** WHAT IS REQUIRED **
Transcribe exactly the lines from the one holding "Pick out the overcast" to the end of the data below, including both of those lines and no others.

** GIVEN ENTRIES **
==========
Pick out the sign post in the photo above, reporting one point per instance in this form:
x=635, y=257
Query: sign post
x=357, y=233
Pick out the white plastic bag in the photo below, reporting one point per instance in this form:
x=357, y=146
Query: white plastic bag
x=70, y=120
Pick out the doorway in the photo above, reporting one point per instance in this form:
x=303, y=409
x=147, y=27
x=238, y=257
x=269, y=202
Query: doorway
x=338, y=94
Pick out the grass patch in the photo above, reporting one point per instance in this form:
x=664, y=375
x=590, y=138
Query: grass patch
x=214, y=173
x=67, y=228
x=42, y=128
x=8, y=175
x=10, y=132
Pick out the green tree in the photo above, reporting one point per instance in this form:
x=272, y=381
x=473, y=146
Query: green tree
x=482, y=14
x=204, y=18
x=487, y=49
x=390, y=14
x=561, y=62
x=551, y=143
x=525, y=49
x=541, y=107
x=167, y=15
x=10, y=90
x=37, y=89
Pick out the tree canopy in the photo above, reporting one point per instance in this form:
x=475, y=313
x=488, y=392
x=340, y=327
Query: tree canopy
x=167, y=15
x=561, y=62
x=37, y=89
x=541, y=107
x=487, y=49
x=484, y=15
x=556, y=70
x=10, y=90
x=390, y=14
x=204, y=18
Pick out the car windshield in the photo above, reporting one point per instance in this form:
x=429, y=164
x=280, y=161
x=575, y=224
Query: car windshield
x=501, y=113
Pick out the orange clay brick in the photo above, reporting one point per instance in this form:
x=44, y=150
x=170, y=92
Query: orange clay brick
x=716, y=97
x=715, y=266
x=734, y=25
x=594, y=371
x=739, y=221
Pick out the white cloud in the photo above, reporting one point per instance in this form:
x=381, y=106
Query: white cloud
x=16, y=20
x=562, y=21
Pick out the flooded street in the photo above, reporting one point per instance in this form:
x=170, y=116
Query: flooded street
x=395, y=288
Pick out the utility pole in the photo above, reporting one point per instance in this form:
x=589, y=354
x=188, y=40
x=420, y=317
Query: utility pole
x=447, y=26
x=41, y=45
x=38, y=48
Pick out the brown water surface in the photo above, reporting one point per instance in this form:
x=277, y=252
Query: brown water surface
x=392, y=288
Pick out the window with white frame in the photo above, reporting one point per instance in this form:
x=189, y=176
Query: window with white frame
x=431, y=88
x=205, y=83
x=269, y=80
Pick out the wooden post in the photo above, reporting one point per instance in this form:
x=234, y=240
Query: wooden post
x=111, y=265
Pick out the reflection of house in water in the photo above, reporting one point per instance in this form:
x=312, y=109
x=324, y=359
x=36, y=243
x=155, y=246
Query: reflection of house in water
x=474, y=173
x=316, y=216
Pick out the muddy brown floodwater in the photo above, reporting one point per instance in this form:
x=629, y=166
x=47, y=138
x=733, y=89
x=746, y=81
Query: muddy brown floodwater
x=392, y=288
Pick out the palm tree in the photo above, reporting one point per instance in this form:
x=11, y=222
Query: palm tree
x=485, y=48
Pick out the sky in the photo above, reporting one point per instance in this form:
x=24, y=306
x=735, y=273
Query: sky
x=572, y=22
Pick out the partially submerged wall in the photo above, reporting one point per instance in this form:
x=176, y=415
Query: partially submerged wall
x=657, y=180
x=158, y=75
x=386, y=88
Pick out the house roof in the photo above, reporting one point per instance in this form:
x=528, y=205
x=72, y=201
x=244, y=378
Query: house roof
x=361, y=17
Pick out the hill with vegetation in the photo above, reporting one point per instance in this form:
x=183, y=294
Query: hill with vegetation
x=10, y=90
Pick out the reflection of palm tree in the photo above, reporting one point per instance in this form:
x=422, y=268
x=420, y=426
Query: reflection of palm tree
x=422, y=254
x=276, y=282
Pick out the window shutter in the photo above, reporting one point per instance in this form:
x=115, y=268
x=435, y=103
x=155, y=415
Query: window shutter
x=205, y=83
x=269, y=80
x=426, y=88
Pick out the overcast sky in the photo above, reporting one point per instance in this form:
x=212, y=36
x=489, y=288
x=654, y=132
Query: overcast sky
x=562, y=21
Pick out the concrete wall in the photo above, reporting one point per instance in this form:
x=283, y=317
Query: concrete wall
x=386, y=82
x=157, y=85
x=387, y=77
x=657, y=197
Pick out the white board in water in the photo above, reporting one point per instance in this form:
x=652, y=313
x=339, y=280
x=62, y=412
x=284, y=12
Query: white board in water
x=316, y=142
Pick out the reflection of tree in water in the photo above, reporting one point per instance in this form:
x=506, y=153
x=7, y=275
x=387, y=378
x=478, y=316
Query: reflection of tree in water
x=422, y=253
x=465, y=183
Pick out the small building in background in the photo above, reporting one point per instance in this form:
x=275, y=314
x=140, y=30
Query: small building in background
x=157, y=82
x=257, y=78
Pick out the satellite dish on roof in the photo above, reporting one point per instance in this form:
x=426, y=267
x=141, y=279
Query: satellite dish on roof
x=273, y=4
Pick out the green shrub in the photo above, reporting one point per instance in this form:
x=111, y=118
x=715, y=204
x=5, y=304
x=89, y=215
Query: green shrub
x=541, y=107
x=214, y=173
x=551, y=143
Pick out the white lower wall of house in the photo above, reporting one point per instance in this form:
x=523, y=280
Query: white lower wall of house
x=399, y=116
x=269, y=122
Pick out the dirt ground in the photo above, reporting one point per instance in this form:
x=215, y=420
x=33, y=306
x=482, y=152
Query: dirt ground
==========
** TASK ANSWER **
Pick out the overcast sky in the photo above, reporting one point per instance in this form:
x=212, y=36
x=489, y=288
x=654, y=132
Query: overcast sky
x=562, y=21
Pick out the concrete wall in the photo above, reporting one point per instance in this form:
x=283, y=317
Query: concrete wall
x=386, y=82
x=157, y=85
x=387, y=77
x=657, y=197
Pick out the white board in water in the photo above, reporting one point per instance in this form:
x=652, y=313
x=339, y=280
x=62, y=412
x=284, y=12
Query: white board in water
x=316, y=142
Pick out the reflection of tree in water in the photo above, reporting one point per instance in this form:
x=506, y=153
x=7, y=275
x=387, y=378
x=478, y=316
Query: reflection of tree in water
x=422, y=253
x=465, y=183
Pick out the small building in background in the photo above, reporting one point per instance in this form:
x=275, y=314
x=140, y=30
Query: small building in background
x=157, y=82
x=257, y=78
Pick out the satellite dish on roof in the photo above, reporting one point per instance in this form:
x=426, y=267
x=141, y=279
Query: satellite dish on roof
x=273, y=4
Pick out the green shrub in the photo above, reporting one point per instance in this form:
x=111, y=118
x=715, y=204
x=5, y=304
x=89, y=215
Query: green shrub
x=541, y=107
x=214, y=173
x=551, y=143
Pick out the white lower wall of house in the photo above, reporting one point per instance in this form:
x=523, y=280
Query: white lower wall of house
x=399, y=116
x=269, y=122
Pick out the dirt ground in the photo above, reporting one point per instance in this form:
x=215, y=420
x=33, y=306
x=482, y=152
Query: dirt ground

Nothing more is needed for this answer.